Pointing dataset excerpts ::

• • • • • • •

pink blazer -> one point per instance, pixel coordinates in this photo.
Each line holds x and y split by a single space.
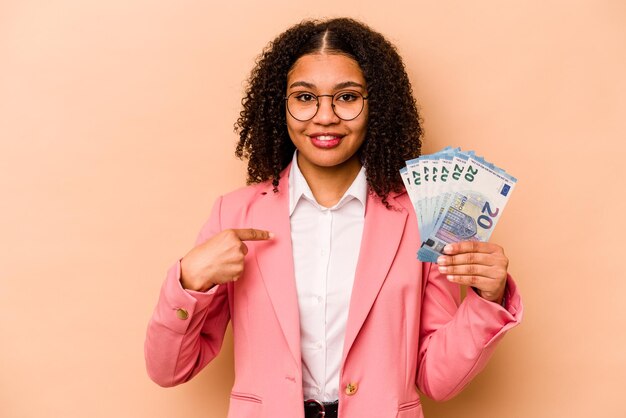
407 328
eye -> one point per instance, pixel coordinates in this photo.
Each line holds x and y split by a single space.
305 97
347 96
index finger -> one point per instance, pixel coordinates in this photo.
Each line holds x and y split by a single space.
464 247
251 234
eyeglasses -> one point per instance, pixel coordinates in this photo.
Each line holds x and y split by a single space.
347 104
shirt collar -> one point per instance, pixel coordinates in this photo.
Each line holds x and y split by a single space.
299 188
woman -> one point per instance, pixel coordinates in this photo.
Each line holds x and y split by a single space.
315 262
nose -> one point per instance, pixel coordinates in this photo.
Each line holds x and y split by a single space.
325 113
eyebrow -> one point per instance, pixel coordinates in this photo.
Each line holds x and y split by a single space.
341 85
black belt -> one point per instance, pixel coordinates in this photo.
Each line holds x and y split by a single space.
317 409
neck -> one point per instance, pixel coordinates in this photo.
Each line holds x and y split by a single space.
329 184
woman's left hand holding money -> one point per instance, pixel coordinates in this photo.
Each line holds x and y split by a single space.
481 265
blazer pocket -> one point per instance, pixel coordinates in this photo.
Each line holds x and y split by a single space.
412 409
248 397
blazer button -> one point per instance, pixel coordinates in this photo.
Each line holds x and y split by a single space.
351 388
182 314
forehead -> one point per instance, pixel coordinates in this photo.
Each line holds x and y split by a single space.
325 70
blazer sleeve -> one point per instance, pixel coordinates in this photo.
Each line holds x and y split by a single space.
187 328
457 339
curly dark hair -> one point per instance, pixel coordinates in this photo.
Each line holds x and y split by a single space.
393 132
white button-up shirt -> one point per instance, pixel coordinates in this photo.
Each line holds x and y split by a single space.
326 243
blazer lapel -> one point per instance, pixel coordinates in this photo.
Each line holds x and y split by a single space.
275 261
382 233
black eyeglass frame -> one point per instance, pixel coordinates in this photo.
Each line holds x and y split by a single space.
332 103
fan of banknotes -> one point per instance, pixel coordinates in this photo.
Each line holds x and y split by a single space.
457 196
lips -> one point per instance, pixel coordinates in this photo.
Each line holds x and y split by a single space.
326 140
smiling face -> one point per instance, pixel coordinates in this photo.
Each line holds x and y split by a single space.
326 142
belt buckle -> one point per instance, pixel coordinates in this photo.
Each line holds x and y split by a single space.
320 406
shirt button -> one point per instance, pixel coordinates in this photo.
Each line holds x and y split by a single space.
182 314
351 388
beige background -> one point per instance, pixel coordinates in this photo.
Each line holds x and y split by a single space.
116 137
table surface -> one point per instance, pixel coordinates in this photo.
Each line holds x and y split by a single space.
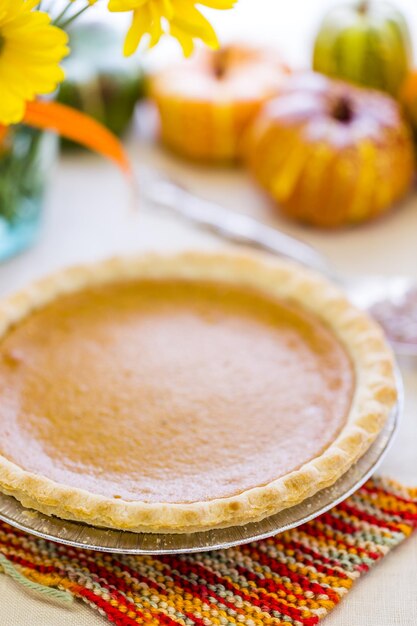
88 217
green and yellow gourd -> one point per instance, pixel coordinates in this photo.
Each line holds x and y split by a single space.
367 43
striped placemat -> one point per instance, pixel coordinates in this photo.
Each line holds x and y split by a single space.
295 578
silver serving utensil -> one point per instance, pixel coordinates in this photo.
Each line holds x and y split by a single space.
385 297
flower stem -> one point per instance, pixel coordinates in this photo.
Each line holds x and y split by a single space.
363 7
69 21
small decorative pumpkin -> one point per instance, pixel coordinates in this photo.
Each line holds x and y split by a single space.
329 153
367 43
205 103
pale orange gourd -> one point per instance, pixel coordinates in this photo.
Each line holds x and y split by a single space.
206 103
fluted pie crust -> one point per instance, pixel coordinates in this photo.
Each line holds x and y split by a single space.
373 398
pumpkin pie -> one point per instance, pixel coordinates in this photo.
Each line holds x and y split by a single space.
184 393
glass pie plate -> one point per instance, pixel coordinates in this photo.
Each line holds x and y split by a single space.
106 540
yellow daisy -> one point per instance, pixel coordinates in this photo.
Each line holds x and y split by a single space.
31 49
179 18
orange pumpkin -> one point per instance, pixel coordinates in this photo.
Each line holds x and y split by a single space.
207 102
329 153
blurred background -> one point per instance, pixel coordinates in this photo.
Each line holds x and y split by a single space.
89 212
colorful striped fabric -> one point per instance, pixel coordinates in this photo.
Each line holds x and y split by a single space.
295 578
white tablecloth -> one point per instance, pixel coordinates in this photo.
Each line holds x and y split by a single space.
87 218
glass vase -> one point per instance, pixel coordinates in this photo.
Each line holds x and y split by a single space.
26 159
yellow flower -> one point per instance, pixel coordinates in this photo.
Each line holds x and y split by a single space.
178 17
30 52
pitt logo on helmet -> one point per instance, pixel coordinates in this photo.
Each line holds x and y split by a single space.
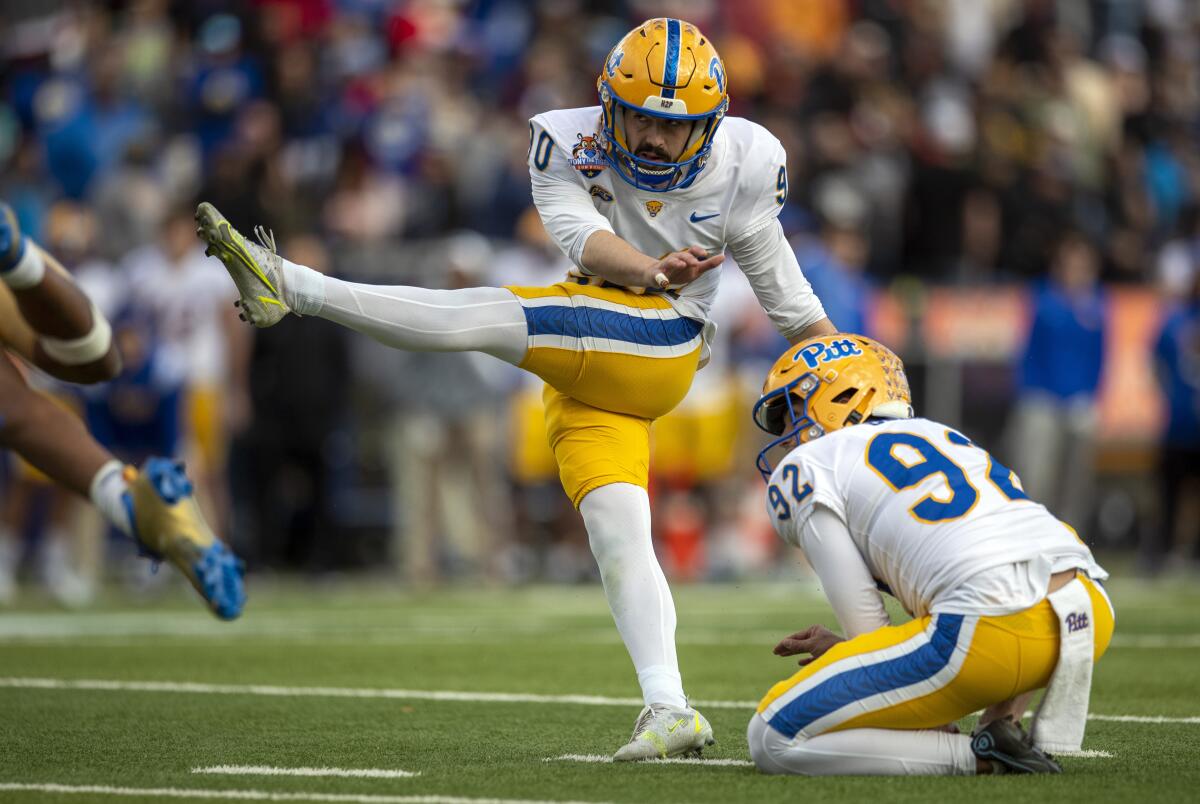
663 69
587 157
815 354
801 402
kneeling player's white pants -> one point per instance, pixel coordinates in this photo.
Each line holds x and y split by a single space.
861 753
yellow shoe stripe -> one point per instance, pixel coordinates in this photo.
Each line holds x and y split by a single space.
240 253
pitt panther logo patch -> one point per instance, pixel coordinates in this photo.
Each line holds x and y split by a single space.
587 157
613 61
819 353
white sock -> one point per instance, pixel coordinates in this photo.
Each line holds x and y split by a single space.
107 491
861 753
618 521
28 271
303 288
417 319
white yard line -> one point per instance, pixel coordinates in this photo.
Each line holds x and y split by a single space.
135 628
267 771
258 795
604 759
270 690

• • • • • • •

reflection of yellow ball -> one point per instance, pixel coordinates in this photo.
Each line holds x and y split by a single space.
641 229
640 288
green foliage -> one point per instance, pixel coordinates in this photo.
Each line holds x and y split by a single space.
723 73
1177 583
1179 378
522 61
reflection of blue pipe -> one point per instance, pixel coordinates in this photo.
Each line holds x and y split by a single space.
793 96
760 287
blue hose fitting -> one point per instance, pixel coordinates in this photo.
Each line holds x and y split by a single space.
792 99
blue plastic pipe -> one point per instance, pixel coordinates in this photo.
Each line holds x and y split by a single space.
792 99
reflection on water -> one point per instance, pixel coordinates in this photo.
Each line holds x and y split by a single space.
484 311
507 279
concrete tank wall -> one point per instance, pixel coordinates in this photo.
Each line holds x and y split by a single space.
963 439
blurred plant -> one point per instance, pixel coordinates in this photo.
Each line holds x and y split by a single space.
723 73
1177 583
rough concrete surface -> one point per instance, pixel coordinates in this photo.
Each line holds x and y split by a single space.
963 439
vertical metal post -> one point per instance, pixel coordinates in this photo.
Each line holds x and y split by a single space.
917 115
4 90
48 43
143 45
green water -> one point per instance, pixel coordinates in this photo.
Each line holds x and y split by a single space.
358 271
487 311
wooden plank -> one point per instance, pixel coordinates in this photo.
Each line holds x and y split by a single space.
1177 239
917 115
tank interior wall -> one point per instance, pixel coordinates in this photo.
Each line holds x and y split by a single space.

• • • • • • •

What is needed ::
How many lines of the items contain the string "tank"? Case counts; give only the number.

Result of this task ::
2